(Page text)

Martyn Pickersgill, University of Edinburgh, UK; Paul Martin, University of Sheffield, UK; Sarah Cunningham-Burley, University of Edinburgh, UK
Discourses of ‘neuroplasticity’ have become increasingly apparent in the neurosciences and wider society. These connect with broader narratives about the ‘changing brain’ throughout the life-course. Here, we explore their presence in the talk of a range of publics. Their presence is indicative of how novel neuroscience is accepted, or not, by our participants. In particular, we suggest that any acceptance of the science relates to
their personal and/or professional experiences of change (to their own or others’ subjectivities) rather than to some intrinsic and widely-held significance of scientific concepts per se. Accordingly, we also submit that it is in part through the congruence of some neuroscientific claims to everyday experiences and perspectives that the former are rendered legible and salient. In this respect, ‘lay’ knowledge has considerable import for the wider cultural authorisation of that of ‘experts’.
“Some social scientists and other commentators have already cast their gaze upon these discourses of the changing brain. As Choudhury and McKinney (2013) note, ideas about plasticity have also become intertwined with concerns within civil society about the developing brain and the (over-)use of digital media by children and adolescents. In the UK, where ideas about the changing brain and childhood have collided in social policy agendas (see Allen, 2011), considerable ire has been evoked in some quarters, with accusations being levelled at policymakers that they have been ‘blinded by neuroscience’ (Wastell and White, 2012). In the work of Pitts-Taylor (2010) and Thornton (2011), the concept and popularisation of plasticity in particular has been diagnosed as symptomatic of broader neoliberal agendas that seek to create and order ever more diligent subjects, who can today self-govern at the level of the neurological itself. Other social theoretical accounts of plasticity have underscored the potential of this idea for more liberatory forms of praxis (Malabou, 2008; Papadopoulos, 2011).”

(End Page text)

> Exercise instructions: List every cited work in the text on neuroplasticity, giving the author names and year of each. Answer using only the text on neuroplasticity.

(Entries supplied)

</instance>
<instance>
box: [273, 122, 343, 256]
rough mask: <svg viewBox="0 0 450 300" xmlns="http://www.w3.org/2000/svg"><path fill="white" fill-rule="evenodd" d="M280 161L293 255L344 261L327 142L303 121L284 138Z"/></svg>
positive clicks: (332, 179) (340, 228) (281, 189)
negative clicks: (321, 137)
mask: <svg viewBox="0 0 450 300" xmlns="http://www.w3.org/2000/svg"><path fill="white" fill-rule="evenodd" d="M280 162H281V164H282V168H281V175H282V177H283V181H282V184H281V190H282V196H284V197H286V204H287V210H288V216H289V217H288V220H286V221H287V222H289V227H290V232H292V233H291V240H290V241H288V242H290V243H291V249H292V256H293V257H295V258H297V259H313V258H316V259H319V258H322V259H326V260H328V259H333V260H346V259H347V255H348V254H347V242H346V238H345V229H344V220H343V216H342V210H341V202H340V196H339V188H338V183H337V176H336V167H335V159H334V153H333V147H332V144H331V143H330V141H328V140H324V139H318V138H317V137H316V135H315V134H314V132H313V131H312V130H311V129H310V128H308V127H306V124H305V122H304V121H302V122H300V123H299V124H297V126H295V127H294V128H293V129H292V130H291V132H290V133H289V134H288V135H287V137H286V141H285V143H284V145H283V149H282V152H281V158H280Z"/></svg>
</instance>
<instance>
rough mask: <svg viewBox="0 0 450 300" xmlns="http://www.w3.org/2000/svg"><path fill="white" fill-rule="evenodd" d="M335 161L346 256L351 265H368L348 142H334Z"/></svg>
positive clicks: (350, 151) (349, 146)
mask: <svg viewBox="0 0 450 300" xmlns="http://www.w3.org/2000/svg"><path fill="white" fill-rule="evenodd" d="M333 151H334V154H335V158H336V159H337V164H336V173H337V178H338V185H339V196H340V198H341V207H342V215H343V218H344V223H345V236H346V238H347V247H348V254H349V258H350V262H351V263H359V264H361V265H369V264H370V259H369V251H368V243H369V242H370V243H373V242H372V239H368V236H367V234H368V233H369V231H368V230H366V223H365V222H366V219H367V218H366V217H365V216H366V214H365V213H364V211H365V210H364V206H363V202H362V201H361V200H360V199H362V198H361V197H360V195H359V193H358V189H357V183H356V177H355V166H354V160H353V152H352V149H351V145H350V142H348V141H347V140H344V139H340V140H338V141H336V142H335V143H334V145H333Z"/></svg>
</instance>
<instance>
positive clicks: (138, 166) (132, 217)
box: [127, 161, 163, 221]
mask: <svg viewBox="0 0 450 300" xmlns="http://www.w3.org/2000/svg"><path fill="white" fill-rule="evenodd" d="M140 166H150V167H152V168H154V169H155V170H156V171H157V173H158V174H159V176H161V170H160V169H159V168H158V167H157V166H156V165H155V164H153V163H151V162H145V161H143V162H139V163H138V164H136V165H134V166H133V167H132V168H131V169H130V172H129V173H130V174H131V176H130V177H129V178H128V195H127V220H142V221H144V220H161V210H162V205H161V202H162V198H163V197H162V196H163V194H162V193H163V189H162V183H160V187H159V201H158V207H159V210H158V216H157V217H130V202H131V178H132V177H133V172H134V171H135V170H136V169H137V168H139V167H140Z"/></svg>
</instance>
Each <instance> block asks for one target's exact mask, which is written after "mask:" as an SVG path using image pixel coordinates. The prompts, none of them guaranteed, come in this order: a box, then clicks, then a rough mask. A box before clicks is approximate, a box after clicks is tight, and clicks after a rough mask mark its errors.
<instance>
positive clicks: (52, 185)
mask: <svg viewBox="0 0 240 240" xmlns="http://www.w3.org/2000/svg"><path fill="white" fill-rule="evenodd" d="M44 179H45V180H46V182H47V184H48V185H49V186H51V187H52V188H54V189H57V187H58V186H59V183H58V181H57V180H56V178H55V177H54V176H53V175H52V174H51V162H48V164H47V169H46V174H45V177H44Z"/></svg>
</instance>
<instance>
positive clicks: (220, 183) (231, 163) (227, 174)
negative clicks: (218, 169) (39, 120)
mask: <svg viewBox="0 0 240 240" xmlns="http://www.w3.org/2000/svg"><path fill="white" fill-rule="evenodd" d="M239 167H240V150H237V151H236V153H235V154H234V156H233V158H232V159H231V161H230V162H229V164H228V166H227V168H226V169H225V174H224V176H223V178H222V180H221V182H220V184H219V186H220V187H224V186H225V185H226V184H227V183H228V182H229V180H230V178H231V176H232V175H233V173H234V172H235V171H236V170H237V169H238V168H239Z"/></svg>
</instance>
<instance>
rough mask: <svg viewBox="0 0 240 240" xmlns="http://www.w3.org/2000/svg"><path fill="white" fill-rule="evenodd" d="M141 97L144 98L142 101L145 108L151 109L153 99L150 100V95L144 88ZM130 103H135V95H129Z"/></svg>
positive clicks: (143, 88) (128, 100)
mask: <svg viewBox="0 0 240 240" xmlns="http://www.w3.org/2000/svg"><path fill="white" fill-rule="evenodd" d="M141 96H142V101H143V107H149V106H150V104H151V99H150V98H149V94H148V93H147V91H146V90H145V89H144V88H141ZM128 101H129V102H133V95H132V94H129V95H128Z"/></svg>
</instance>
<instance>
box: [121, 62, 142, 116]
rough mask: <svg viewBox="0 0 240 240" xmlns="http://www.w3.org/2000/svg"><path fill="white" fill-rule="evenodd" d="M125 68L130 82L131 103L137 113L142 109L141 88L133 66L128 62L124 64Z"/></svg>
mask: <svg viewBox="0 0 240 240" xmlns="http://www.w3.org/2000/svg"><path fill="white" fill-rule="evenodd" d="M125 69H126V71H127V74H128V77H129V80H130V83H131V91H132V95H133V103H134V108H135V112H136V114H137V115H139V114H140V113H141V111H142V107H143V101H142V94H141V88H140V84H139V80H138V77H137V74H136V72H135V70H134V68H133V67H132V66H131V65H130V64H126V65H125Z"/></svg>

(End Entries supplied)

> Answer below:
- Choudhury and McKinney (2013)
- Allen (2011)
- Wastell and White (2012)
- Pitts-Taylor (2010)
- Thornton (2011)
- Malabou (2008)
- Papadopoulos (2011)